● **TASK REQUIREMENTS**: Reproduce the items below as a numbered list, omitting blank lines and leaving out the pictures.

Begin DATA TO PROCESS

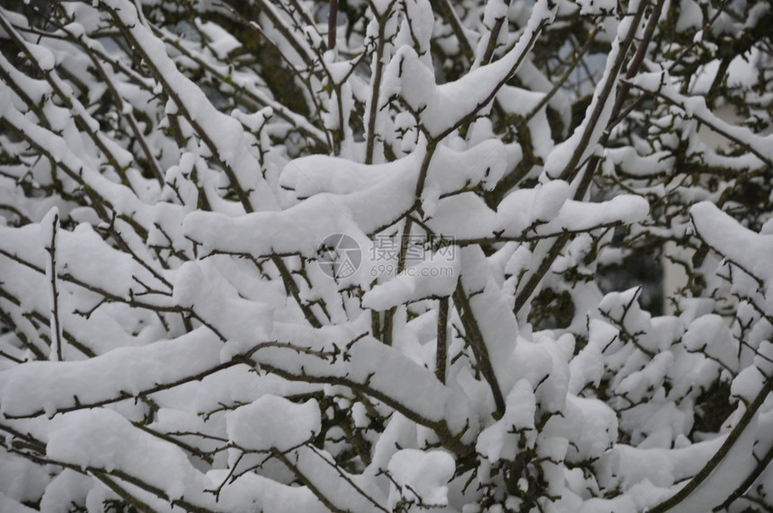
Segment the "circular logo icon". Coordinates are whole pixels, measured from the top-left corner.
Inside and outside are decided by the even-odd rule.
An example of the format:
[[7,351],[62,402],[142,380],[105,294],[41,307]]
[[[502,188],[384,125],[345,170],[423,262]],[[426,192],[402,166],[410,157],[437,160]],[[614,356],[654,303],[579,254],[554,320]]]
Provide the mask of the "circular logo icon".
[[360,244],[346,234],[328,235],[316,250],[317,263],[322,272],[331,278],[349,278],[362,263]]

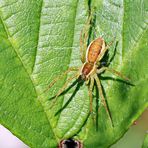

End DATA TO PROCESS

● **TASK ANSWER**:
1. Segment the "circular logo icon". Coordinates are whole pixels, measured from the top-left corner.
2. Inside and outside are decided by the even-odd rule.
3. An example of the format:
4. [[7,351],[62,402],[142,380],[105,294],[41,307]]
5. [[[502,188],[384,125],[345,170],[423,262]],[[426,192],[402,166],[410,157],[437,160]],[[614,356],[654,303],[579,254],[554,320]]]
6. Provide the mask of the "circular logo icon".
7. [[360,244],[346,234],[328,235],[316,250],[317,263],[322,272],[331,278],[349,278],[362,263]]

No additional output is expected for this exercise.